▶ [What this task involves]: Output exactly the lines from the line that has "Target: yellow dandelion" through the last line of the data below, with no pictures.

(Data begins)

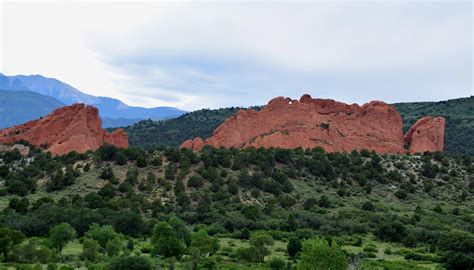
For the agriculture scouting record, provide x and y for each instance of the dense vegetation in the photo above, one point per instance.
(459, 114)
(236, 209)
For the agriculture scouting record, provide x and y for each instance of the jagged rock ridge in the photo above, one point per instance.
(308, 122)
(71, 128)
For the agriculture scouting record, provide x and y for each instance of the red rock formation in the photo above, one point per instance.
(427, 134)
(76, 127)
(307, 123)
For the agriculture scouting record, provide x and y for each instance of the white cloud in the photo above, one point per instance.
(195, 55)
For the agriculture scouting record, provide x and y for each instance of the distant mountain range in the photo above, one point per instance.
(17, 107)
(459, 114)
(112, 111)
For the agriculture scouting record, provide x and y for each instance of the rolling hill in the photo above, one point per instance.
(459, 114)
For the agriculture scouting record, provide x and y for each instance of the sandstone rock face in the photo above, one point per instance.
(307, 123)
(427, 134)
(76, 127)
(24, 150)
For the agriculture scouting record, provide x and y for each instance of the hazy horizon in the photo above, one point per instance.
(211, 55)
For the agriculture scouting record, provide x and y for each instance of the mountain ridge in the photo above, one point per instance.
(67, 94)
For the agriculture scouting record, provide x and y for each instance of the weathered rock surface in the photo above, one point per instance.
(307, 123)
(23, 149)
(71, 128)
(427, 134)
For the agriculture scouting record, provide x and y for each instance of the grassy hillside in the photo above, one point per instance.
(384, 212)
(18, 107)
(459, 114)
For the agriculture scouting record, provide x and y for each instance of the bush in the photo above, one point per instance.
(196, 181)
(368, 206)
(318, 253)
(277, 264)
(127, 263)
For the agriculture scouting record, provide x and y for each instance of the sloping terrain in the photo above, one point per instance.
(459, 115)
(385, 212)
(18, 107)
(109, 108)
(459, 132)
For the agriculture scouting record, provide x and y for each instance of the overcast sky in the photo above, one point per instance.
(210, 55)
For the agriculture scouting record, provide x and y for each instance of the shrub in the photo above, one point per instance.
(135, 263)
(277, 264)
(318, 253)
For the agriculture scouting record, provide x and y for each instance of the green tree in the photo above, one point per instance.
(102, 234)
(261, 241)
(60, 235)
(113, 247)
(165, 241)
(135, 263)
(205, 243)
(318, 254)
(277, 264)
(8, 239)
(90, 250)
(294, 246)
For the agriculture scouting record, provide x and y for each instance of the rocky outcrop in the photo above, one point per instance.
(71, 128)
(23, 149)
(308, 123)
(427, 134)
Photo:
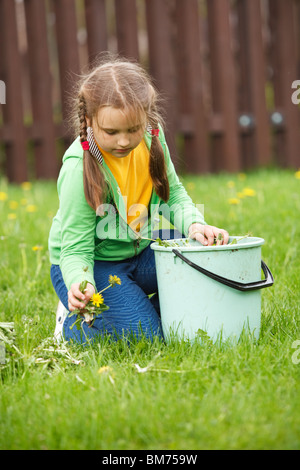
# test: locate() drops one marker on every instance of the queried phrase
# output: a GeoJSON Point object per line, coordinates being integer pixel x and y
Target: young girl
{"type": "Point", "coordinates": [116, 178]}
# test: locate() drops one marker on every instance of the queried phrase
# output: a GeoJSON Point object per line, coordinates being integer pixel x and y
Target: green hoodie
{"type": "Point", "coordinates": [79, 236]}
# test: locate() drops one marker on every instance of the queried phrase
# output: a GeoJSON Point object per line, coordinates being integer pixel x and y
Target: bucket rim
{"type": "Point", "coordinates": [244, 242]}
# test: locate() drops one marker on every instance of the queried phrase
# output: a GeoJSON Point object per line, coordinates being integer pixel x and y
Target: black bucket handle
{"type": "Point", "coordinates": [267, 282]}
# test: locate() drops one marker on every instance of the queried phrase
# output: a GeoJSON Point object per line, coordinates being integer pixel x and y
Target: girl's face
{"type": "Point", "coordinates": [116, 133]}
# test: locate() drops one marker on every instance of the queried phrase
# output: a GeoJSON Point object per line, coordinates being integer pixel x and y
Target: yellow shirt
{"type": "Point", "coordinates": [135, 183]}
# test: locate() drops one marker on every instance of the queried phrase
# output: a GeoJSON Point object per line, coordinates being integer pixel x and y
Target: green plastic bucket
{"type": "Point", "coordinates": [211, 289]}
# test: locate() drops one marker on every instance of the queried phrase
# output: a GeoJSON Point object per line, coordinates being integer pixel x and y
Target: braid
{"type": "Point", "coordinates": [158, 171]}
{"type": "Point", "coordinates": [82, 118]}
{"type": "Point", "coordinates": [93, 178]}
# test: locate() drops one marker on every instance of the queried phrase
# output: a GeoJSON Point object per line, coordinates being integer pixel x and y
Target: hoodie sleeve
{"type": "Point", "coordinates": [181, 210]}
{"type": "Point", "coordinates": [78, 222]}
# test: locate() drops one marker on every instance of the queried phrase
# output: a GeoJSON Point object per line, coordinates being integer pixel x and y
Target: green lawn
{"type": "Point", "coordinates": [241, 395]}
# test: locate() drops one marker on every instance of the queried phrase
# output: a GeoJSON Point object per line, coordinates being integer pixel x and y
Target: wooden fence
{"type": "Point", "coordinates": [226, 69]}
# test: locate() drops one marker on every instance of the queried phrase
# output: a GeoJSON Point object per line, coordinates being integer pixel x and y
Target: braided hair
{"type": "Point", "coordinates": [93, 182]}
{"type": "Point", "coordinates": [125, 85]}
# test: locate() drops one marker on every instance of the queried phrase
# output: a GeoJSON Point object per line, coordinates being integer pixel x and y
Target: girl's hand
{"type": "Point", "coordinates": [208, 235]}
{"type": "Point", "coordinates": [77, 299]}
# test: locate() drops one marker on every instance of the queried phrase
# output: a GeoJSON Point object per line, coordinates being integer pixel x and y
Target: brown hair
{"type": "Point", "coordinates": [125, 85]}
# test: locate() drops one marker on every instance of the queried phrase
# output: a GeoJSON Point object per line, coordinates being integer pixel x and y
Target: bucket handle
{"type": "Point", "coordinates": [267, 282]}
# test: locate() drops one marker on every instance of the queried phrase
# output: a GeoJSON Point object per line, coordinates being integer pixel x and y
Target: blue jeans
{"type": "Point", "coordinates": [131, 311]}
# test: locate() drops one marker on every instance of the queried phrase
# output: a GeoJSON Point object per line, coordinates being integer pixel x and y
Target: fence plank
{"type": "Point", "coordinates": [252, 63]}
{"type": "Point", "coordinates": [162, 63]}
{"type": "Point", "coordinates": [68, 54]}
{"type": "Point", "coordinates": [41, 89]}
{"type": "Point", "coordinates": [15, 144]}
{"type": "Point", "coordinates": [285, 72]}
{"type": "Point", "coordinates": [224, 97]}
{"type": "Point", "coordinates": [126, 26]}
{"type": "Point", "coordinates": [95, 17]}
{"type": "Point", "coordinates": [191, 86]}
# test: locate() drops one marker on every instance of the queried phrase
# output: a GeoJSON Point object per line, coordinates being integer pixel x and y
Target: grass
{"type": "Point", "coordinates": [142, 395]}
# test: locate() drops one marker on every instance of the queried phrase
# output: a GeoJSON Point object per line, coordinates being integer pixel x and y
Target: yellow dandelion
{"type": "Point", "coordinates": [26, 185]}
{"type": "Point", "coordinates": [3, 196]}
{"type": "Point", "coordinates": [105, 370]}
{"type": "Point", "coordinates": [113, 280]}
{"type": "Point", "coordinates": [31, 208]}
{"type": "Point", "coordinates": [13, 204]}
{"type": "Point", "coordinates": [233, 201]}
{"type": "Point", "coordinates": [37, 248]}
{"type": "Point", "coordinates": [97, 299]}
{"type": "Point", "coordinates": [249, 192]}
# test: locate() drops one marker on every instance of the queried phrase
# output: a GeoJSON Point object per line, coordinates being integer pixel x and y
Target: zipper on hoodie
{"type": "Point", "coordinates": [137, 237]}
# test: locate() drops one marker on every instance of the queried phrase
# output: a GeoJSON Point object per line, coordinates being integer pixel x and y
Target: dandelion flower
{"type": "Point", "coordinates": [191, 185]}
{"type": "Point", "coordinates": [113, 280]}
{"type": "Point", "coordinates": [3, 196]}
{"type": "Point", "coordinates": [26, 185]}
{"type": "Point", "coordinates": [97, 299]}
{"type": "Point", "coordinates": [233, 201]}
{"type": "Point", "coordinates": [249, 192]}
{"type": "Point", "coordinates": [37, 248]}
{"type": "Point", "coordinates": [105, 369]}
{"type": "Point", "coordinates": [13, 204]}
{"type": "Point", "coordinates": [31, 208]}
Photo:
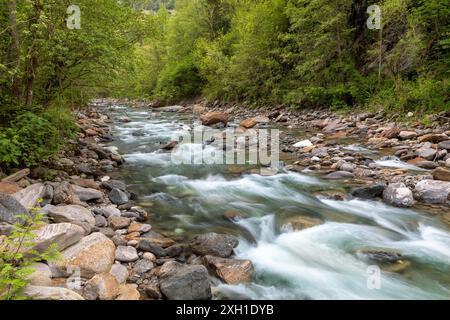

(Data ends)

▶ [Your response]:
Target: yellow dandelion
{"type": "Point", "coordinates": [26, 185]}
{"type": "Point", "coordinates": [3, 196]}
{"type": "Point", "coordinates": [105, 370]}
{"type": "Point", "coordinates": [113, 280]}
{"type": "Point", "coordinates": [31, 208]}
{"type": "Point", "coordinates": [13, 204]}
{"type": "Point", "coordinates": [233, 201]}
{"type": "Point", "coordinates": [37, 248]}
{"type": "Point", "coordinates": [97, 299]}
{"type": "Point", "coordinates": [249, 192]}
# test: locate() drops one marker on every instance of the queried phrase
# output: a GeoJSON Point object per line, coordinates being integer pixel x and y
Target: zipper on hoodie
{"type": "Point", "coordinates": [137, 237]}
# test: locate() drops one marker on every instance of the queried phrase
# output: a GeoJSON Point object per line, coordinates being integer pixel x and y
Target: dandelion flower
{"type": "Point", "coordinates": [191, 185]}
{"type": "Point", "coordinates": [113, 280]}
{"type": "Point", "coordinates": [3, 196]}
{"type": "Point", "coordinates": [26, 185]}
{"type": "Point", "coordinates": [97, 299]}
{"type": "Point", "coordinates": [233, 201]}
{"type": "Point", "coordinates": [249, 192]}
{"type": "Point", "coordinates": [37, 248]}
{"type": "Point", "coordinates": [105, 369]}
{"type": "Point", "coordinates": [13, 204]}
{"type": "Point", "coordinates": [31, 208]}
Photo:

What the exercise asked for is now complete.